Information shown
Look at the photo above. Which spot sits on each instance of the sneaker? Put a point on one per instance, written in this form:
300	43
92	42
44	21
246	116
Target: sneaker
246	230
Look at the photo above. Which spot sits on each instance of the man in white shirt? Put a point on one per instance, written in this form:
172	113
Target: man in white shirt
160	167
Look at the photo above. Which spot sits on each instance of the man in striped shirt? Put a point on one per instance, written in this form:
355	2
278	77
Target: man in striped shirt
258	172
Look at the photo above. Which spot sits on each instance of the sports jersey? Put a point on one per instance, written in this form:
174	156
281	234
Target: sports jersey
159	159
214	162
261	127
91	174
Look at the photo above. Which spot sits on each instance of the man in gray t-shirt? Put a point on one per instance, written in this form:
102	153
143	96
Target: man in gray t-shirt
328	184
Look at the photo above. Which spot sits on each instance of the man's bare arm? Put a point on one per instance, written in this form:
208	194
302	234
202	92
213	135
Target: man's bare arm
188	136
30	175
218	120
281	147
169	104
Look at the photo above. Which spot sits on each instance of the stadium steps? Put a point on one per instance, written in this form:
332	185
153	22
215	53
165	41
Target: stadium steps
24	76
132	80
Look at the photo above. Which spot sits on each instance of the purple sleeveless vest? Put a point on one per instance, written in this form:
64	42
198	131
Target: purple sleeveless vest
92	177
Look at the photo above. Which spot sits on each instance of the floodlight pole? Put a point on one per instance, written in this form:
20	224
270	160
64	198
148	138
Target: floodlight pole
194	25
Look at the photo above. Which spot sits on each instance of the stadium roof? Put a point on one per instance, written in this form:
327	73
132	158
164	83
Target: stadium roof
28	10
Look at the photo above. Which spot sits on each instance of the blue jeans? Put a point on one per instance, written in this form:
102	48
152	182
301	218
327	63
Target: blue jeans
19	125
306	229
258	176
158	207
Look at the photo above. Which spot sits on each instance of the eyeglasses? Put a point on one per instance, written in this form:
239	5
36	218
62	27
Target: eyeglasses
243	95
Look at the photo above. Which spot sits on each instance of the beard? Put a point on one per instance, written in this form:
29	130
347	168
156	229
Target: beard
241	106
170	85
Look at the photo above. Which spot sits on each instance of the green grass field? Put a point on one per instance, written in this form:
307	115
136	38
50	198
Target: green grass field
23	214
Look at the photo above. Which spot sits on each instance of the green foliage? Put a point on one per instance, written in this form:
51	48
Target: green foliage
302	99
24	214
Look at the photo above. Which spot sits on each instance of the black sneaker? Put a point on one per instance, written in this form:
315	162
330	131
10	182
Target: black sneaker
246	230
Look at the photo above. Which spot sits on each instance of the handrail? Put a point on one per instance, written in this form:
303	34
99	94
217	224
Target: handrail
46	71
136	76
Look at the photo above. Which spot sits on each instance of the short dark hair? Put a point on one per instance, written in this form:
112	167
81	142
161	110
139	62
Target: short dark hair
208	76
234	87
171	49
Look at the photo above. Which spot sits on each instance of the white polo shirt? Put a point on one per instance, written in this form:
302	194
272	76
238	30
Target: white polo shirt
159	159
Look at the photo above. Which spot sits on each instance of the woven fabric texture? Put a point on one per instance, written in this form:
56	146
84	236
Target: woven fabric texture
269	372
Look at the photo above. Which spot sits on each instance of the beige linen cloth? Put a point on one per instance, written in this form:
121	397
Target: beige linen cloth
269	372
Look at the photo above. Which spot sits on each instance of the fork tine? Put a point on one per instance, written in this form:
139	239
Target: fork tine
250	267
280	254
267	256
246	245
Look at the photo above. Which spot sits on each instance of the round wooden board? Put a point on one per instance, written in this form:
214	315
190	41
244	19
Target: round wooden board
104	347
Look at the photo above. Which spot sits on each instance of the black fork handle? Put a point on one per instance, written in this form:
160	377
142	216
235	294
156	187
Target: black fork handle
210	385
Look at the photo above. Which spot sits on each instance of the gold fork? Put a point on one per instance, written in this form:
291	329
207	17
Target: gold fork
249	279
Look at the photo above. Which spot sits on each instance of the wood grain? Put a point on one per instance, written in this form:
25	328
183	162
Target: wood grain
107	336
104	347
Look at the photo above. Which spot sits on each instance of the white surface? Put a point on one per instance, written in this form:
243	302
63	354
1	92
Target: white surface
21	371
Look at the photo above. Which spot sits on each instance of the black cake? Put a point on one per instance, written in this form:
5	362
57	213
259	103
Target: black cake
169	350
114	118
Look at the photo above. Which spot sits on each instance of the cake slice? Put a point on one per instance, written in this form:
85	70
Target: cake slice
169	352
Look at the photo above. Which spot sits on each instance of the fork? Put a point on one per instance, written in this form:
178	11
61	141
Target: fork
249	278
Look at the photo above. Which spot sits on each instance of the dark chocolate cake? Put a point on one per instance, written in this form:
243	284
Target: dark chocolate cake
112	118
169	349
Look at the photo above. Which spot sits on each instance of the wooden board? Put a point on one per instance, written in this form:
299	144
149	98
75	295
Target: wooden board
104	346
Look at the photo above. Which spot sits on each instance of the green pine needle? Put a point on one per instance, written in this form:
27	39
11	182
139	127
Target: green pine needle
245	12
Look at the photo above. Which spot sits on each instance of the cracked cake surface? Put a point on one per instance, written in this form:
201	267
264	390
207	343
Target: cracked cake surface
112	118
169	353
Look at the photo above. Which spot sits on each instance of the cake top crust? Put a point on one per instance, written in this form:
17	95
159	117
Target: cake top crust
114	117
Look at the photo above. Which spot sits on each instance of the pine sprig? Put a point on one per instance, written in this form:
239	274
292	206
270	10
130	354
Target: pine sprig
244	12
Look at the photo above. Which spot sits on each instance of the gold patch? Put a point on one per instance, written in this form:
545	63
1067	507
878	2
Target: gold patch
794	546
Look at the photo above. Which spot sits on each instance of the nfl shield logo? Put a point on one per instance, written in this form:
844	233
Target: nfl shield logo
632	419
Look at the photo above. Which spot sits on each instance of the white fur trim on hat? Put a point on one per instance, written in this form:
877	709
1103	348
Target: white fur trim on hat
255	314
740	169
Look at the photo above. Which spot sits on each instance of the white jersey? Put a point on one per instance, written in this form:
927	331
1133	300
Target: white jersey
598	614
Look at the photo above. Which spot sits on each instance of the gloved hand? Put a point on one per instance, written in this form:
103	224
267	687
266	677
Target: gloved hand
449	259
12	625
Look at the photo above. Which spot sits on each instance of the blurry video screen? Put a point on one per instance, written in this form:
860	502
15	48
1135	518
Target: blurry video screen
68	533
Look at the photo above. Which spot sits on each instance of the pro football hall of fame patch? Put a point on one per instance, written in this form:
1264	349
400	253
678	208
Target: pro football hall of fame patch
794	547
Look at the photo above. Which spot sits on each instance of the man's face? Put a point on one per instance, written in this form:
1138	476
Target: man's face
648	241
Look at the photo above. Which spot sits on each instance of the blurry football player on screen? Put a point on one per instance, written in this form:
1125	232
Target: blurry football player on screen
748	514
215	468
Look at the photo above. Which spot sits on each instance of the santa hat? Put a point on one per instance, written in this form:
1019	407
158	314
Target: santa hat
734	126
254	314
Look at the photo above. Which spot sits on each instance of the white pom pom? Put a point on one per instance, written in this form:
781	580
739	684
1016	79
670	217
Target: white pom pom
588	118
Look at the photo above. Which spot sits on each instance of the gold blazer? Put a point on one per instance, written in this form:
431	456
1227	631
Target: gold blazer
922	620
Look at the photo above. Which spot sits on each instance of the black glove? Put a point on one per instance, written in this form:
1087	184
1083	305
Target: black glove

Required task
Rewrite all of the material above, switching each "instance" to "occurrence" and leaving every other character as it is.

Response for this exercise
Look at the photo above. Which spot sits on each occurrence of the sneaker? Put a point on one per occurrence, written in this form:
300	43
92	42
44	21
246	116
Target: sneaker
246	230
Look at the photo above. Which spot sits on each occurrence of the man in white shirt? Put a point on one per occurrence, written in this form:
172	113
Target: man in white shirt
160	167
Look at the photo above. Which spot sits on each occurrence of the man in striped shirt? Put a point on one per occurrence, written in this form:
355	2
278	77
Target: man in striped shirt
258	172
Look at the photo above. Which spot sits on each occurrence of the sports jersey? Put a point on one per occurrence, written in this form:
174	156
281	234
Target: sports jersey
159	159
214	162
261	127
91	174
Look at the photo above. Which spot sits on each occurrence of the man in gray t-shirt? Put a point on one per occurrence, written in this form:
102	153
143	96
Target: man in gray t-shirt
328	184
Look at the photo above. Which spot sits on each occurrence of the man's bare arm? Put a point on one per occurrence, written in this form:
208	194
302	234
202	92
213	135
Target: man's bare arm
188	136
30	175
218	120
281	147
169	104
Look at the photo above. Which spot sits on each occurrence of the stadium steps? Put a point on one per occurrence, written in this form:
332	185
153	22
215	53
165	41
Target: stadium steps
24	76
132	80
Look at the photo above. Which spot sits on each occurrence of the purple sleeveless vest? Put a point on one per occurrence, written in this form:
64	42
198	131
Target: purple sleeveless vest
92	177
Look at the photo above. Which spot sits on each occurrence of the floodlight pole? Put a point on one per occurrence, written in this form:
20	224
270	160
64	198
148	138
Target: floodlight pole
194	25
Look at the photo above. Which spot sits on each occurrence of the stadium roof? Put a point on one per occurrence, written in this form:
327	73
132	158
164	83
Target: stadium roof
28	10
Look at the photo above. Which spot sits on each occurrence of the blue jeans? Put a point on one per occurrence, written in this form:
102	48
152	182
301	218
327	63
Target: blue jeans
19	125
306	229
258	176
158	207
Look at the photo above. Which spot sits on each occurrence of the eyeglasses? Put a point on one per occurrence, written in this form:
239	5
36	218
62	27
Target: eyeglasses
243	95
Look at the photo above. Which spot sits on each occurrence of the beard? Put a point on one per occurrence, written in this form:
29	130
347	168
156	229
Target: beard
241	106
170	85
Look at the photo above. Which spot sits on each occurrence of the green grass field? Put a point on one per occurrence, written in this form:
307	115
136	38
50	198
Target: green grass field
23	214
Look at the photo above. Which spot sits on each occurrence of the green foliage? Put a point on one per occurrence, written in this form:
51	48
Target: green foliage
302	99
24	214
Look at the photo above. Which spot sits on each occurrence of the black sneaker? Put a point on one per occurrence, written in this form:
315	162
330	131
10	182
Target: black sneaker
246	230
Look at the photo above. Which spot sits on each occurrence of the handrail? Put a point on one per occurrence, written in this form:
303	34
99	94
217	224
Target: handrail
46	71
136	76
Look at the photo above. Which spot sits on each occurrence of the short dark hair? Put a point on one per occurrence, written in this form:
112	167
81	142
161	110
139	62
Target: short dark hair
208	76
234	87
171	49
Look at the photo above. Which spot sits on each occurrence of the white polo shirt? Put a point on one per occurrence, written in this form:
302	194
272	76
238	30
Target: white polo shirt
159	159
Look at the photo above. Which spot sits on each occurrence of the woven fabric texture? Put a point on one per occurrence, written in this form:
56	146
84	236
Target: woven fabric texture
269	372
Look at the photo above. Which spot sits on each occurrence of the beige linen cloth? Put a point on one per occurrence, written in this form:
121	397
Target: beige linen cloth
269	372
Look at the photo above. Which spot sits on each occurrence of the fork tine? Put a point on one per occurrence, written in this form:
139	239
Target: fork tine
250	267
280	254
267	256
246	245
Look at the photo above. Which spot sits on each occurrence of the round wooden board? Put a point on one per occurrence, written in this form:
214	315
190	41
244	19
Target: round wooden board
104	347
Look at the photo above. Which spot sits on each occurrence of the black fork handle? Put a point on one per occurrence, written in this form:
160	377
142	216
235	294
156	187
Target: black fork handle
210	385
Look at the photo above. Which spot sits on each occurrence of the gold fork? Put a point on one per occurrence, written in this form:
291	329
207	17
Target: gold fork
249	279
Look at the photo above. Which spot sits on each occurrence of the wood grain? Put a point on one per occurrence, written in this form:
25	328
183	162
Target: wood grain
107	336
104	347
Look at the photo above. Which spot sits on each occurrence of the white surface? Put a point on one per occurrence, written in this form:
243	302
63	354
1	92
Target: white surface
21	371
Look at the photo above. Which spot sits on each occurrence of the black cake? Put a point on one per occurrence, written in this form:
5	362
57	213
259	103
Target: black cake
169	350
114	118
Look at the photo above. Which spot sits on each occurrence of the cake slice? Put a point on one per occurrence, written in this form:
85	70
Target: cake slice
169	352
Look at the photo above. Which spot sits on each occurrence of the fork? Put a point on one per occurrence, written in this form:
178	11
61	141
Target: fork
249	278
Look at the photo above. Which spot sits on each occurrence of the dark chocolate cake? Put a point on one per occurrence, written in this form:
243	284
Target: dark chocolate cake
112	118
169	349
Look at the photo above. Which spot sits on each occurrence of the wooden board? Put a point on one per occurrence, written in this form:
299	144
149	98
75	295
Target: wooden board
104	346
Look at the photo above. Which spot sits on each occurrence of the green pine needle? Put a point on one per occurrence, written in this form:
27	39
11	182
139	127
Target: green pine needle
245	12
Look at the photo above. Which spot sits on each occurrence of the cracked cake surface? Put a point on one per occurrence, written in this form:
201	267
264	390
207	343
Target: cracked cake surface
112	118
169	353
Look at the photo above. Which spot sits on each occurrence of the cake top crust? Put a point on one per occurrence, written in this form:
17	95
159	117
Target: cake top crust
114	117
Look at the photo above. Which spot sits on each occurrence of the pine sprig? Put a point on one per occurrence, written in this form:
239	274
292	206
270	10
130	354
Target: pine sprig
244	12
Look at the photo above. Which spot sits on each occurrence of the gold patch? Put a point on one per occurrence, written in this form:
545	63
1067	507
878	2
Target: gold patch
794	546
Look at the photo above. Which spot sits on each occurrence of the nfl shield logo? Put a point on one per occurrence, written in this form:
844	233
Target: nfl shield logo
632	419
Look at the photo above. Which spot sits on each occurrence of the white fur trim on hat? Put a point on one per occurrence, written in this form:
877	709
1103	348
Target: white fur trim on hat
255	314
740	169
Look at the photo above. Which spot sits on each occurrence of the white jersey? Put a point on one per occurrence, written in this form:
927	331
1133	300
Target: white jersey
598	614
Look at the photo above. Which spot sits on each occurrence of the gloved hand? Put a point on one per occurrence, written in this form:
103	224
267	687
266	677
Target: gloved hand
449	259
12	625
Look at the photo above. Which spot sits on each occurrence of the blurry video screen? Put a point on one per occurrence, written in this form:
860	502
15	48
1135	518
Target: blurry video screen
68	533
Look at the photo above. Which spot sits on each occurrence of the pro football hall of fame patch? Put a point on one per occurrence, written in this form:
1264	349
400	253
678	208
Target: pro football hall of fame patch
794	547
Look at the photo above. Which spot sits on each occurrence of the man's face? Put a point on one per occurrence, written in this form:
1138	476
Target: man's face
648	241
Look at the photo above. Which spot sits on each occurrence of the blurry football player on screen? Put a point on one per occurrence, written in this form:
1125	232
Target: blurry football player on screen
748	514
215	468
Look at the photo above. Which spot sits on each occurrence of the santa hat? Put a point on one per occurrence, written in this form:
1019	407
158	314
Target: santa hat
734	126
254	314
Look at the photo above. Which spot sits on each occurrence of the white pom pom? Put a point on one per occurrence, written in this form:
781	580
739	684
1016	79
670	217
Target: white pom pom
588	118
Look at the photo above. Which spot sits on each occurrence of the gold blazer? Put a point on one per occurrence, written in this form:
431	456
1227	631
Target: gold blazer
922	620
Look at the photo above. Which spot sits on each occurrence of the black glove? Put a point on one per occurrence, written in this form:
1087	184
1083	305
Target: black glove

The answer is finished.